Recast the entries as a Markdown table with the columns Row and Line, beginning at the line that contains "Note: for each instance of the wall" and stopping after the line that contains "point(182, 248)". Number each row and leave out blank lines.
---
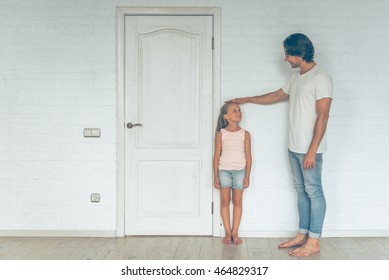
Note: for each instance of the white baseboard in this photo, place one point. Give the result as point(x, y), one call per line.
point(58, 233)
point(243, 233)
point(328, 233)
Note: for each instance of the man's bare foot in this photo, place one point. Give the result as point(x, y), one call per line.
point(227, 239)
point(310, 247)
point(298, 240)
point(236, 239)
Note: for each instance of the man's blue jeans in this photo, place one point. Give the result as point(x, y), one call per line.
point(310, 197)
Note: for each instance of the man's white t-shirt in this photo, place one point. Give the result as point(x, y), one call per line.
point(304, 90)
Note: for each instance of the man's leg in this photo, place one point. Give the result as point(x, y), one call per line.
point(303, 202)
point(314, 190)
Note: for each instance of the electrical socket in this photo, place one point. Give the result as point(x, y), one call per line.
point(95, 197)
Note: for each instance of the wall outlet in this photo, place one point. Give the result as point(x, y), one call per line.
point(95, 197)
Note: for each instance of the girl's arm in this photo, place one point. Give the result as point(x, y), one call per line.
point(247, 149)
point(216, 157)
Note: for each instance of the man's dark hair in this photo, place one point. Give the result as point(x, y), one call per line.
point(298, 44)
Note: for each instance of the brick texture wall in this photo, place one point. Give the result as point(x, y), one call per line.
point(58, 76)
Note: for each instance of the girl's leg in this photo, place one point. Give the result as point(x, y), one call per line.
point(237, 202)
point(225, 198)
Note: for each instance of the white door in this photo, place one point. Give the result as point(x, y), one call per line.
point(168, 158)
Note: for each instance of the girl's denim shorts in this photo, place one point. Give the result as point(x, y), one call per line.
point(232, 178)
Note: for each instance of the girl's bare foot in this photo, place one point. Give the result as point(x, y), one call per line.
point(236, 239)
point(227, 239)
point(296, 241)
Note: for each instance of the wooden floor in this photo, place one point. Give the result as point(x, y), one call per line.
point(182, 248)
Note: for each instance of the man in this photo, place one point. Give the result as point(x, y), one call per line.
point(309, 91)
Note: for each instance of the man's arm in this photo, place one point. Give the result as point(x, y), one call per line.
point(269, 98)
point(323, 112)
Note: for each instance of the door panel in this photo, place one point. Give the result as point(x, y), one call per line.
point(168, 89)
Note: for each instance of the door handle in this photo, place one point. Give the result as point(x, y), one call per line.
point(131, 125)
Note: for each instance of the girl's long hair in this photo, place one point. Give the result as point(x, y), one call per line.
point(221, 121)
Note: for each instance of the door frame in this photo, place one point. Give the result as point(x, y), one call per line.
point(121, 13)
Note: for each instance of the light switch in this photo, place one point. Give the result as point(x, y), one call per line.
point(92, 132)
point(96, 132)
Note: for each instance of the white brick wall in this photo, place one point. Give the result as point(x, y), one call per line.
point(58, 76)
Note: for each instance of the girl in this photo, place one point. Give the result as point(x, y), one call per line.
point(231, 166)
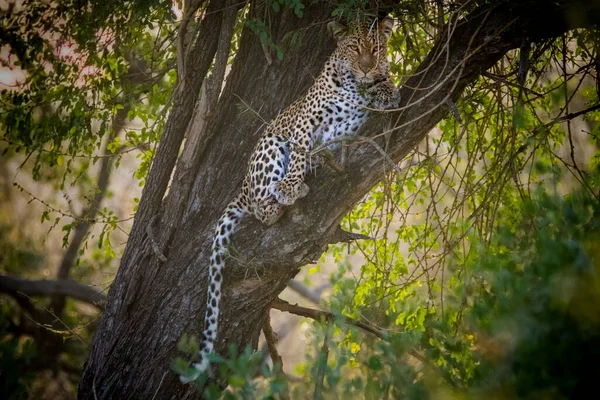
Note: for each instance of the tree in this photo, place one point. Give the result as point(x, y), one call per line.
point(159, 291)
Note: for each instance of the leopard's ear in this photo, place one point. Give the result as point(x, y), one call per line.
point(337, 30)
point(385, 26)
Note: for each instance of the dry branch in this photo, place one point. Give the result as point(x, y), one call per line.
point(35, 288)
point(322, 316)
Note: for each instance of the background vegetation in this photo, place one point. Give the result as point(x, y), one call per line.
point(476, 275)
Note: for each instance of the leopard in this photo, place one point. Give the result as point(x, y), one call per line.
point(354, 81)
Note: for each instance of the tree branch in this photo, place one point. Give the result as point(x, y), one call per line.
point(342, 236)
point(33, 288)
point(320, 316)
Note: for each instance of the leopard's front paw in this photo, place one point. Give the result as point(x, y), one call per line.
point(287, 192)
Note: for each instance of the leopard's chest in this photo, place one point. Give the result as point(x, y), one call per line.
point(343, 117)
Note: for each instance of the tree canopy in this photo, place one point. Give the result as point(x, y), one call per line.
point(457, 248)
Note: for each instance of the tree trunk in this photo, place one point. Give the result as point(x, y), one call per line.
point(151, 304)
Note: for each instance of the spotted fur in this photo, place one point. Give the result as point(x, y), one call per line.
point(355, 76)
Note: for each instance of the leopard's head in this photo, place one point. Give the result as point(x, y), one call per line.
point(362, 47)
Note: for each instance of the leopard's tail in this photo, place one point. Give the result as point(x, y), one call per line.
point(228, 223)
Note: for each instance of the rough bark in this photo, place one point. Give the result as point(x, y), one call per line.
point(151, 304)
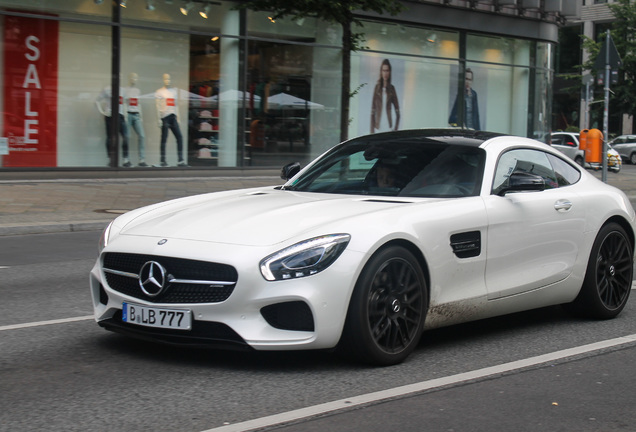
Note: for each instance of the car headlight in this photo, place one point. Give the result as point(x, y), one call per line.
point(103, 240)
point(305, 258)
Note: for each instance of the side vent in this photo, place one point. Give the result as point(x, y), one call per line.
point(466, 245)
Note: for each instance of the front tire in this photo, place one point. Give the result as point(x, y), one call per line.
point(387, 309)
point(608, 278)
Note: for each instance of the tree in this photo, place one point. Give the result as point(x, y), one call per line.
point(622, 31)
point(341, 12)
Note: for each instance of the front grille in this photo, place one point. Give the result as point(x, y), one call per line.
point(181, 269)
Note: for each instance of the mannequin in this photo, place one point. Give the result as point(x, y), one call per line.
point(135, 120)
point(103, 104)
point(167, 98)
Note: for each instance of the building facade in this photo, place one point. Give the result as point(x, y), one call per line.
point(93, 83)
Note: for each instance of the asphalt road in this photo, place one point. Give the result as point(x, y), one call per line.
point(60, 372)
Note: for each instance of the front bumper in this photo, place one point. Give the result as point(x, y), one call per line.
point(304, 313)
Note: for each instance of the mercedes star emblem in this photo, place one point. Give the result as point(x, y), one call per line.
point(152, 278)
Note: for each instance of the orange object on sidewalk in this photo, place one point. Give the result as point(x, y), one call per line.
point(594, 146)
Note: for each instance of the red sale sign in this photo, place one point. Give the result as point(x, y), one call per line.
point(30, 92)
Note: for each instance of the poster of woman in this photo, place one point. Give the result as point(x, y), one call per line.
point(380, 98)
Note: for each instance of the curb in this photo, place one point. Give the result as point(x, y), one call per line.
point(53, 227)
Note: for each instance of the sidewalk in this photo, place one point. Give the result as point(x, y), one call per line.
point(31, 205)
point(37, 206)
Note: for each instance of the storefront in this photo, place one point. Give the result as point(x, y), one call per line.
point(202, 84)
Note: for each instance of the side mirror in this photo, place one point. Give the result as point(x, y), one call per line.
point(290, 170)
point(520, 181)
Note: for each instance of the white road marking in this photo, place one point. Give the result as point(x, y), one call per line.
point(42, 323)
point(342, 404)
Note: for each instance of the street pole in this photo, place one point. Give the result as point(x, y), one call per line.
point(606, 109)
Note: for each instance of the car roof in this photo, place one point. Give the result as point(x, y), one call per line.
point(450, 136)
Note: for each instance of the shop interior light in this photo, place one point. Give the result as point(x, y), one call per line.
point(206, 11)
point(187, 7)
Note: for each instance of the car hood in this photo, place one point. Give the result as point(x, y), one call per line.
point(251, 217)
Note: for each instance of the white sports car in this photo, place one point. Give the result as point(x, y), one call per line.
point(380, 238)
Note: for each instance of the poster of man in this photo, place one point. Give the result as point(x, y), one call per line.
point(471, 105)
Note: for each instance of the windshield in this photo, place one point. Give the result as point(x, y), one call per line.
point(401, 167)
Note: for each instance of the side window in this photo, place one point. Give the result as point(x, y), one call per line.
point(566, 174)
point(524, 160)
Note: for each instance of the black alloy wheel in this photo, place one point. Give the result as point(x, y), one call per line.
point(608, 279)
point(387, 309)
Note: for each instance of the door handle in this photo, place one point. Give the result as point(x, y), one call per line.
point(562, 205)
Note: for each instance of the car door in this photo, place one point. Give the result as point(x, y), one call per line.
point(533, 237)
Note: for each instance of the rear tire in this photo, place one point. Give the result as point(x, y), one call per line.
point(608, 278)
point(387, 309)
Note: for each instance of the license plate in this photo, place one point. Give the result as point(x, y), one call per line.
point(178, 319)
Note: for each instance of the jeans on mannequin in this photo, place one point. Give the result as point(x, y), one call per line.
point(136, 124)
point(123, 130)
point(170, 122)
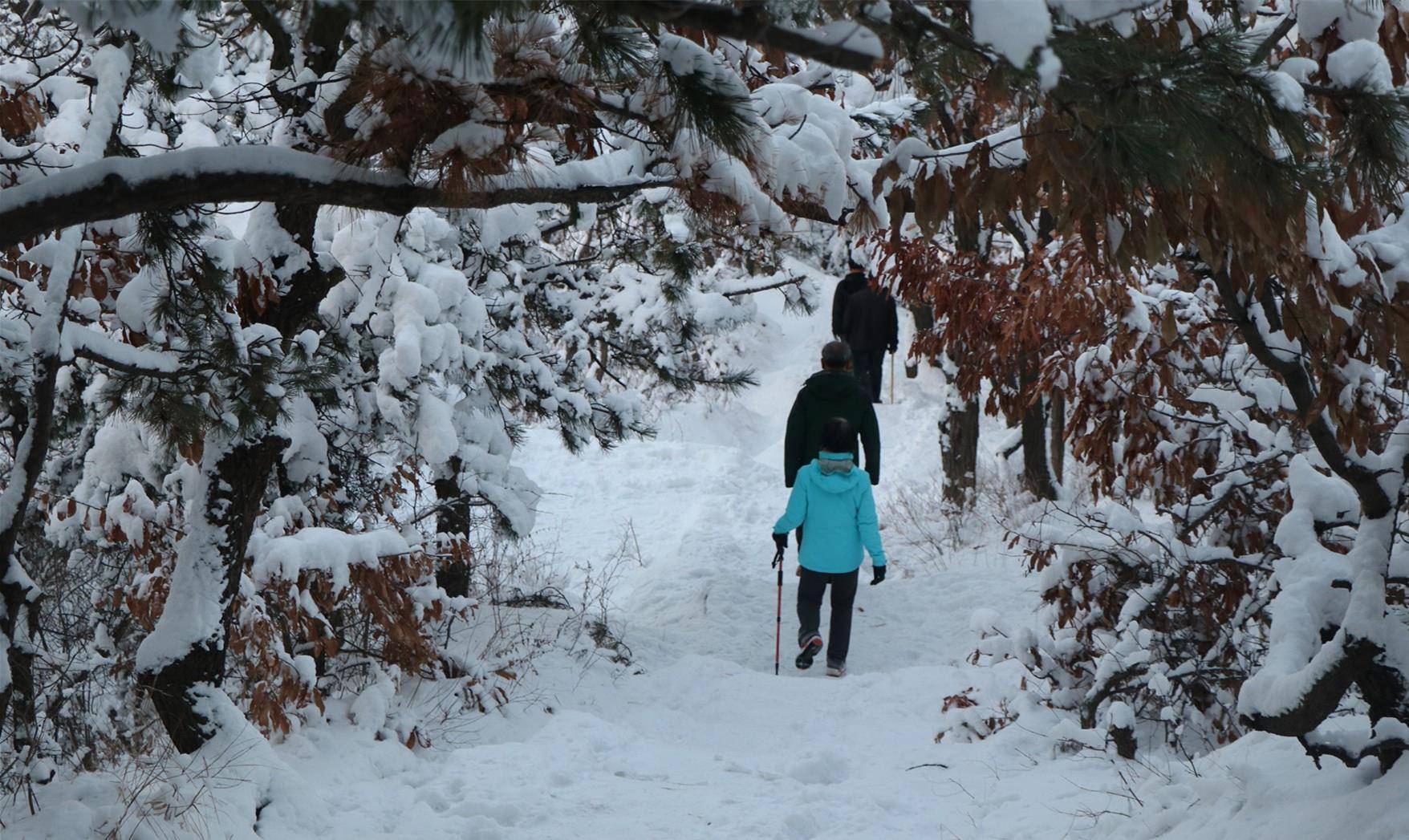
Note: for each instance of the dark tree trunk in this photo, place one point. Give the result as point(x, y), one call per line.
point(1125, 741)
point(451, 521)
point(1036, 471)
point(958, 452)
point(18, 595)
point(924, 314)
point(233, 504)
point(1057, 406)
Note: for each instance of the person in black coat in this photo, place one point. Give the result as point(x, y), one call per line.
point(851, 283)
point(831, 392)
point(872, 329)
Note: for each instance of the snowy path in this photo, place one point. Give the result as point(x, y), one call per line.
point(699, 739)
point(706, 741)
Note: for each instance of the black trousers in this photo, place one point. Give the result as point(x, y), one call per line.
point(867, 365)
point(809, 609)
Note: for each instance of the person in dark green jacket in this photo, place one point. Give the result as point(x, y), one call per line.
point(831, 392)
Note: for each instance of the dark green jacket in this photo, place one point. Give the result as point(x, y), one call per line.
point(826, 395)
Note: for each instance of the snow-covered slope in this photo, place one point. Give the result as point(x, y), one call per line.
point(698, 737)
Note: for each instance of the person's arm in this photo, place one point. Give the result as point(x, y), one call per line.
point(870, 527)
point(838, 307)
point(795, 440)
point(797, 510)
point(871, 441)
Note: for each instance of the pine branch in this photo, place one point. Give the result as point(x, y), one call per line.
point(121, 186)
point(751, 24)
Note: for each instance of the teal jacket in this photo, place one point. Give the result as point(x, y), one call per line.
point(831, 499)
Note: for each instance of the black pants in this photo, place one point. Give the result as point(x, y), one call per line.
point(867, 365)
point(809, 609)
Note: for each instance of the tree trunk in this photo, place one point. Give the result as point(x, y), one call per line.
point(453, 519)
point(1057, 406)
point(924, 314)
point(18, 594)
point(1036, 471)
point(186, 650)
point(958, 452)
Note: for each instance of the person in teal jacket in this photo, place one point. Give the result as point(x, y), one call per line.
point(831, 499)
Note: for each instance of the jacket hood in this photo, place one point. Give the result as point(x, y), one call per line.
point(831, 385)
point(837, 473)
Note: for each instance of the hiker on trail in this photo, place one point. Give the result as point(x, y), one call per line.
point(831, 392)
point(871, 327)
point(851, 283)
point(831, 501)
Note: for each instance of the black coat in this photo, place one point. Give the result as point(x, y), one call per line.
point(826, 395)
point(871, 323)
point(850, 285)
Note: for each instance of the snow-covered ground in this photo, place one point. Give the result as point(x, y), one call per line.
point(696, 737)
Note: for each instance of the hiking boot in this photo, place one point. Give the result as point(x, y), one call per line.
point(810, 647)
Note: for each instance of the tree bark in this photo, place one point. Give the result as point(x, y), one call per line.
point(234, 492)
point(18, 594)
point(1057, 406)
point(451, 521)
point(1036, 469)
point(958, 452)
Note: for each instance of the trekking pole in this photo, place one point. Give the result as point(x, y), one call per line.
point(892, 378)
point(778, 635)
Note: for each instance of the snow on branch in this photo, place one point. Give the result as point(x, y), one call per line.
point(843, 44)
point(121, 186)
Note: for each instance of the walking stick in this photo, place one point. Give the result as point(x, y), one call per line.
point(778, 635)
point(892, 378)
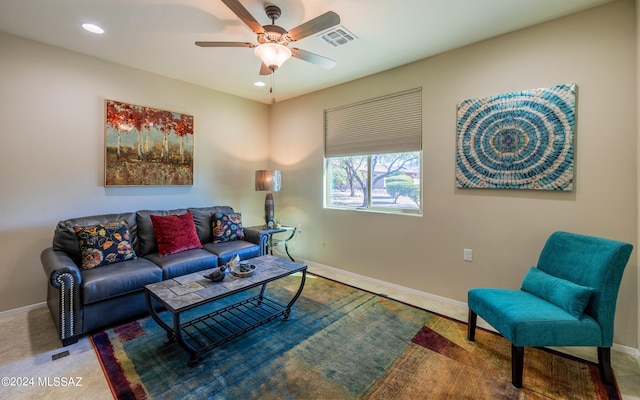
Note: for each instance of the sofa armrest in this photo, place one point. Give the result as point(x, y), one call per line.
point(63, 296)
point(56, 263)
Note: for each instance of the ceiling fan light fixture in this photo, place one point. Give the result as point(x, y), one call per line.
point(273, 55)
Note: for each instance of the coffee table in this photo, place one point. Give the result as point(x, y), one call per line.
point(206, 331)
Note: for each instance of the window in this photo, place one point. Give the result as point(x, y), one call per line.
point(373, 154)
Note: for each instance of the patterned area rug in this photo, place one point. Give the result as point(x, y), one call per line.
point(340, 343)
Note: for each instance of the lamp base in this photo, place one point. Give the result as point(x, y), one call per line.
point(268, 210)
---
Result =>
| Row | Line |
|---|---|
| 1 | Note: for each instance of the wall outlet in this photo, place one point. Give the result as point(x, y), one call per line. |
| 2 | point(95, 197) |
| 3 | Note: for each instance of the girl's arm in this photo, place one point. Give the result as point(x, y), one call per line. |
| 4 | point(247, 149) |
| 5 | point(216, 157) |
| 6 | Note: for each instance of the man's dark hair in this photo, place one point. Give the result as point(x, y), one call per line. |
| 7 | point(298, 44) |
| 8 | Note: for each instance of the brick texture wall in this photo, place one point. Give the result as point(x, y), one call per line. |
| 9 | point(58, 76) |
| 10 | Note: for each instance of the girl's leg in this photo, place one point. Give the result as point(x, y), one call per line. |
| 11 | point(237, 202) |
| 12 | point(225, 198) |
| 13 | Note: for each instance of the white door in this photo, place one point. Give the result as point(x, y), one call per line. |
| 14 | point(168, 158) |
| 15 | Note: for each instance of the girl's denim shorts in this photo, place one point. Give the result as point(x, y), one call per line. |
| 16 | point(232, 178) |
| 17 | Note: for each instance of the girl's bare foot in this photo, place one point. Give the result as point(x, y), one call per line. |
| 18 | point(236, 239) |
| 19 | point(227, 239) |
| 20 | point(296, 241) |
| 21 | Note: for each instance of the wooden floor in this photo, place one point. Give the result as point(x, y), one call per line. |
| 22 | point(182, 248) |